What the task asks
Write the entries out in full, matching them exactly.

Stored items from a collection:
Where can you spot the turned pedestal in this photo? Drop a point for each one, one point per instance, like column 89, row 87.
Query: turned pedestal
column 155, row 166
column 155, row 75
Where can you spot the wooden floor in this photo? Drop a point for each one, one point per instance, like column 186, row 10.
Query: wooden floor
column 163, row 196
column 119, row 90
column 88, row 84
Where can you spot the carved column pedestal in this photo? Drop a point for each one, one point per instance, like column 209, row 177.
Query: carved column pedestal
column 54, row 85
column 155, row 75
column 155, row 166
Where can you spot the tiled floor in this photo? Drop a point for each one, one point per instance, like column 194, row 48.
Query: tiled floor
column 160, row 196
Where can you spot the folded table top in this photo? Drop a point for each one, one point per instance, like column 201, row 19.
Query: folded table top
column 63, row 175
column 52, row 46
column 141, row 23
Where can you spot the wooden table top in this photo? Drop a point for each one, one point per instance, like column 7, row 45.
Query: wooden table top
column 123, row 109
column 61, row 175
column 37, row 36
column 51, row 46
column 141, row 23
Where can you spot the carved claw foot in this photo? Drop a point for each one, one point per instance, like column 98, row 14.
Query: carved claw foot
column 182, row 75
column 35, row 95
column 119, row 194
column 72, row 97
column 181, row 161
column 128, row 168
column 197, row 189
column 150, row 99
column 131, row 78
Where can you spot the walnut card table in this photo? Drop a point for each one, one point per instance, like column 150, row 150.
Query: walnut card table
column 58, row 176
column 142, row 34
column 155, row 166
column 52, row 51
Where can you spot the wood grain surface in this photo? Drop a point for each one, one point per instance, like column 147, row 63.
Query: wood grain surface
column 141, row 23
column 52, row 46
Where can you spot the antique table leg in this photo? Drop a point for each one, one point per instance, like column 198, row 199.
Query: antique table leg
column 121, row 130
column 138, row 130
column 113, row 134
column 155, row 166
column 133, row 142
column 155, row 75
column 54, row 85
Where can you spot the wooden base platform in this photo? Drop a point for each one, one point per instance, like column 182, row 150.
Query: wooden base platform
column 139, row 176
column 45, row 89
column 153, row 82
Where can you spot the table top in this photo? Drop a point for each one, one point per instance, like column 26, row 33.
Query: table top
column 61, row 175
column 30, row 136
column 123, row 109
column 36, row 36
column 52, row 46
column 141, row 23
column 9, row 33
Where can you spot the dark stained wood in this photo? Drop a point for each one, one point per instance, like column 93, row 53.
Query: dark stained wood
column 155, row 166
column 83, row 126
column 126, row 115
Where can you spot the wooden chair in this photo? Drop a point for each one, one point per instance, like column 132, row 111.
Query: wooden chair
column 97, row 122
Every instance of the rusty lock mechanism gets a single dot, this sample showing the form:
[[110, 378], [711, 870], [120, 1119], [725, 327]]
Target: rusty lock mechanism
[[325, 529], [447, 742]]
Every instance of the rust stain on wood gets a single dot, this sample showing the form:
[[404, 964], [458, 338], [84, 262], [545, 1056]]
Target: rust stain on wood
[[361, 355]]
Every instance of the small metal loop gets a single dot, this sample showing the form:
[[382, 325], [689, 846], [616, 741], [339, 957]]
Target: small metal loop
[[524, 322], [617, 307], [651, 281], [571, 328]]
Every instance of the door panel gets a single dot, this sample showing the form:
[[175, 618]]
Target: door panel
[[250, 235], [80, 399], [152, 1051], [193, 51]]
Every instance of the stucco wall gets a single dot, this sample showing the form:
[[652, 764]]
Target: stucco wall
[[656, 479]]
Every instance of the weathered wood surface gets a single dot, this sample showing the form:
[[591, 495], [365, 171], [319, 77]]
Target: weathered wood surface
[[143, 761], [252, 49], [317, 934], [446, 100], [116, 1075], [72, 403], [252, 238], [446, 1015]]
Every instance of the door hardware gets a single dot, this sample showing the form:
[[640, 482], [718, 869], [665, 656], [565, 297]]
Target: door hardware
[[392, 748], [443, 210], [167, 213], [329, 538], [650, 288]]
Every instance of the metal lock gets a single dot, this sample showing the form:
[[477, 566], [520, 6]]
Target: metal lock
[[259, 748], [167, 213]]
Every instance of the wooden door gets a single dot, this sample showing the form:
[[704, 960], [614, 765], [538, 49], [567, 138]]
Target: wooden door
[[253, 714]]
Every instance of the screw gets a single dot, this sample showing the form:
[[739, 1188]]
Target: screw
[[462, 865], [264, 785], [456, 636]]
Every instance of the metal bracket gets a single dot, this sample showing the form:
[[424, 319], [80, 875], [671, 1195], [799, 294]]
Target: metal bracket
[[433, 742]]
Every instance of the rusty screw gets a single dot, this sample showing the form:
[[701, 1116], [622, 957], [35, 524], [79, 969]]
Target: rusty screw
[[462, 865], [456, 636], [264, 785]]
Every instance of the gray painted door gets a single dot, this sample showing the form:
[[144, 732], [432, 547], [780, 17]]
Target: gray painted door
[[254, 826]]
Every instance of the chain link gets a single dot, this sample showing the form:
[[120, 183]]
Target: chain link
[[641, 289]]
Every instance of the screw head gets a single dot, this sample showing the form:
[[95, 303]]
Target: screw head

Solution
Where can you spot the turned pedestal in this photo? Drop a point for each one, one point per instance, like column 89, row 87.
Query: turned pedestal
column 155, row 166
column 155, row 75
Where can you spot the wooden floor in this photo? Drop a point for each one, one point per instance, like column 186, row 10.
Query: wooden floor
column 163, row 196
column 119, row 90
column 88, row 84
Where can you spot the carved column pedestal in this photo? Drop a point for each one, one point per instance, like column 209, row 177.
Query: carved column pedestal
column 54, row 85
column 155, row 75
column 155, row 166
Where can you spot the tiled floor in this photo? Drop a point for each one, one point per instance, like column 194, row 48.
Query: tiled floor
column 160, row 196
Where can you spot the folded table top in this photo? Drop a point for each one, one point per instance, like column 201, row 19.
Query: folded table top
column 63, row 175
column 52, row 46
column 141, row 23
Where can you spot the wooden table top in this photo? Drop a point for each one, one point per instance, like column 7, row 45.
Query: wooden table top
column 123, row 109
column 61, row 175
column 37, row 36
column 51, row 46
column 141, row 23
Where can you spot the carved claw foot in this photo? Drop a point for each one, one point per instance, like column 98, row 14.
Query: carved claw foot
column 182, row 75
column 35, row 95
column 119, row 194
column 72, row 97
column 181, row 161
column 128, row 168
column 197, row 189
column 150, row 99
column 131, row 78
Where can you spot the walnut card table in this photo? Drop a point for each one, one point per instance, like column 150, row 150.
Query: walnut card table
column 58, row 176
column 142, row 34
column 155, row 166
column 52, row 51
Where can you spot the wood grain surface in this photo? Drop a point for each one, one point per instance, like column 147, row 63.
Query: wood grain surface
column 141, row 23
column 52, row 46
Where can you spot the antique table leg in this photo? Drop a point for each one, one point per instance, like column 198, row 199.
Query: antique table leg
column 121, row 130
column 138, row 130
column 113, row 134
column 155, row 166
column 133, row 142
column 155, row 75
column 54, row 85
Where can you spot the wooden base platform in this photo? Drop a point for each one, one point per instance, like column 182, row 150.
Query: wooden base platform
column 139, row 176
column 45, row 89
column 153, row 82
Where can you spot the table top in this photo? Drop a point for each one, one point per instance, like column 26, row 33.
Query: table top
column 61, row 175
column 30, row 136
column 123, row 109
column 36, row 36
column 52, row 46
column 141, row 23
column 9, row 33
Where can you spot the dark stained wood in this photo? Drop a point for each one, one point per instance, like column 93, row 53.
Query: dark stained wood
column 155, row 166
column 83, row 126
column 126, row 115
Where can you spot the wooden chair in this photo? Drop a point for each one, one point per instance, like column 132, row 111.
Query: wooden chair
column 97, row 122
Every instance of the rusty lock mechanism gets a single dot, this sample showing the form:
[[110, 378], [711, 870], [120, 1119], [725, 327]]
Target: rusty lock mechanism
[[325, 529], [447, 742]]
Every instance of the rust stain on wood gets a single dot, this sample showing the form:
[[404, 964], [458, 338], [84, 262], [545, 1056]]
Target: rust stain on wood
[[361, 355]]
Every instance of the small metal loop gets a single dot, this sample showing the form:
[[382, 325], [689, 846], [616, 741], [339, 957]]
Target: small metal loop
[[524, 322], [617, 307], [651, 281], [571, 328]]
Every instance of the door panel gets a single dot, this sample showing the form:
[[175, 618]]
Target: door panel
[[250, 235], [80, 399], [152, 1051], [193, 51]]
Every instance of the stucco wall gets a single dot, this sample showing the form:
[[652, 764]]
Target: stucco wall
[[656, 479]]
Every instance of the weathered wood surface gets a single dot, this sample showing the form:
[[591, 495], [365, 171], [319, 77]]
Target: weathered wood surface
[[143, 761], [252, 49], [317, 934], [446, 100], [116, 1075], [72, 403], [252, 238], [446, 1015]]
Every instance of the door hardware gets a single dot, this sample showing the form:
[[640, 482], [718, 869], [665, 656], [565, 297]]
Target: door hardware
[[392, 748], [443, 210], [167, 213], [329, 538], [650, 288]]
Every instance of the metal lock gets a single dot, this sample showing the form:
[[477, 566], [520, 6]]
Target: metal lock
[[259, 748], [167, 213]]
Every instance of the wooden door gets a single dot, this sample showing the form:
[[704, 960], [614, 765], [538, 49], [567, 138]]
Target: wooden door
[[253, 714]]
Every instance of the screw gets a single dot, this sample showing the form:
[[739, 1188]]
Target: screw
[[462, 865], [264, 785], [456, 636]]
Every instance of the metal bracket gets a single dot, this sample showing the form:
[[424, 319], [80, 875], [671, 1195], [799, 294]]
Target: metal bracket
[[433, 742]]
Every instance of the rusty screw gets a single dot, this sample showing the form:
[[701, 1116], [622, 957], [35, 524], [79, 969]]
Target: rusty screw
[[462, 865], [456, 636], [264, 785]]
Every instance of the gray painted door gets a single dot, this sample showing the form:
[[144, 732], [432, 547], [780, 17]]
Target: gray painted door
[[254, 826]]
Every instance of the chain link gets a single dot, this sample showing the form:
[[120, 183]]
Target: chain link
[[641, 289]]
Every instance of the screw head gets a single dot, this sample showing the form:
[[95, 303]]
Target: screw head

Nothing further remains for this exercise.